## SOURCE MATERIAL
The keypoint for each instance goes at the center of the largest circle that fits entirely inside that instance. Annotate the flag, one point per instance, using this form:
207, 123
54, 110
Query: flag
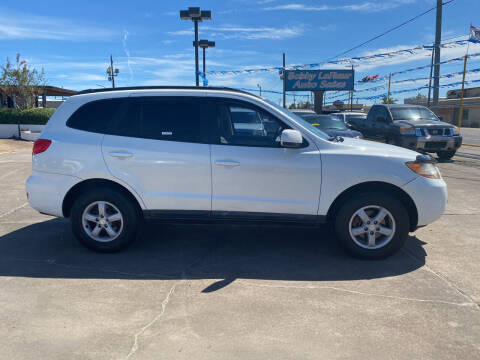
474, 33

---

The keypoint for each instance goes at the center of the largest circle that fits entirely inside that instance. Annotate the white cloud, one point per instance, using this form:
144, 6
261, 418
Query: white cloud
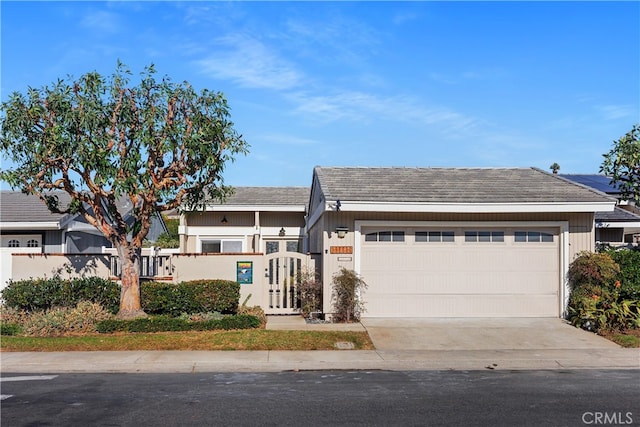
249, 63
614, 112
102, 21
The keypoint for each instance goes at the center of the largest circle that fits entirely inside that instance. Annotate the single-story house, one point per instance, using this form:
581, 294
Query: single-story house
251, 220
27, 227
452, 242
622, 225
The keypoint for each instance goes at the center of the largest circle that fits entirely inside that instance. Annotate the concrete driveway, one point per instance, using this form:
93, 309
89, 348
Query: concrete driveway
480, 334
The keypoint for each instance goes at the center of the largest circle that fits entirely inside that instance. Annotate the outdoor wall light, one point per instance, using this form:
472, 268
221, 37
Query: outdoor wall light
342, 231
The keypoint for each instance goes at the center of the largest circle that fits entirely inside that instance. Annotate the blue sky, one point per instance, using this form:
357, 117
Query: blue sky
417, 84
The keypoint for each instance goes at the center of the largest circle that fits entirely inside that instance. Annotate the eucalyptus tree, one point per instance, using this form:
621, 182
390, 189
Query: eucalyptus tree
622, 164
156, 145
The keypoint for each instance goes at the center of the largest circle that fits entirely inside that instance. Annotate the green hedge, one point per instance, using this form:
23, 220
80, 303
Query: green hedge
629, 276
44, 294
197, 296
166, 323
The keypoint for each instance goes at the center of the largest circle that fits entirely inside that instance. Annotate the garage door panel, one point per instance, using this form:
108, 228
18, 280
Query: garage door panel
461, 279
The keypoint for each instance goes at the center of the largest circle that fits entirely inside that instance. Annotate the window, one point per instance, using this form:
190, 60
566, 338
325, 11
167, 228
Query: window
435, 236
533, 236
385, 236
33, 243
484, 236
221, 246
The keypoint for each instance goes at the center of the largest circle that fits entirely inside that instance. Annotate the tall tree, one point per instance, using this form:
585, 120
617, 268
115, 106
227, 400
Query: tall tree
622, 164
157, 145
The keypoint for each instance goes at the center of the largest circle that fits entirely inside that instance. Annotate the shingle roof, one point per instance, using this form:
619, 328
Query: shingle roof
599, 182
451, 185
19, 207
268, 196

---

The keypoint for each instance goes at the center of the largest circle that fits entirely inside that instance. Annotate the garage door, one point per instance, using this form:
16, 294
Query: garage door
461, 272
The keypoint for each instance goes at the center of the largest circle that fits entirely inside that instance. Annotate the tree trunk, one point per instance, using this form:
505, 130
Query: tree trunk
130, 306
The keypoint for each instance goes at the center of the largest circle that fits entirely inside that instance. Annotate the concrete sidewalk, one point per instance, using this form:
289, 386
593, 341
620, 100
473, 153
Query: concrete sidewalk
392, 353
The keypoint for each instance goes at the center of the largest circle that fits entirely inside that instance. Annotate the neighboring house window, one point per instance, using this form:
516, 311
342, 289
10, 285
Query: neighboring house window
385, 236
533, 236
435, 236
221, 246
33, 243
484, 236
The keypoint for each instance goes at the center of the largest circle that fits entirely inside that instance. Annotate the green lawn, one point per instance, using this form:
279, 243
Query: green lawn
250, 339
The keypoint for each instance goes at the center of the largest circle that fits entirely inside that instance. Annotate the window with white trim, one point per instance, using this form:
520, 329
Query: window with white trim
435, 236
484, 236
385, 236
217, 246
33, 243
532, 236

## WHAT IS EXPECTED
Going by the data above, give back only the lines from the one containing "Annotate the white" through the one containing "concrete driveway, one", exactly as they stand, both ends included and no images.

## SOLUTION
The keypoint for each instance goes at the center of the largest circle that fits entirely inside that instance. Annotate the white cloud, one point per instance, using this form:
144, 6
261, 418
Query: white cloud
249, 63
614, 112
102, 21
The keypoint for each instance goes at the center of the largest circle that fits entirely inside that instance. Annotate the single-story house, one point per instance, using this form:
581, 294
Query: single-story house
251, 220
27, 227
452, 242
622, 225
The keypoint for each instance goes at the center of the largest circle that fits entirely inside that instance. Annotate the concrete driveway, one point per instance, using this form:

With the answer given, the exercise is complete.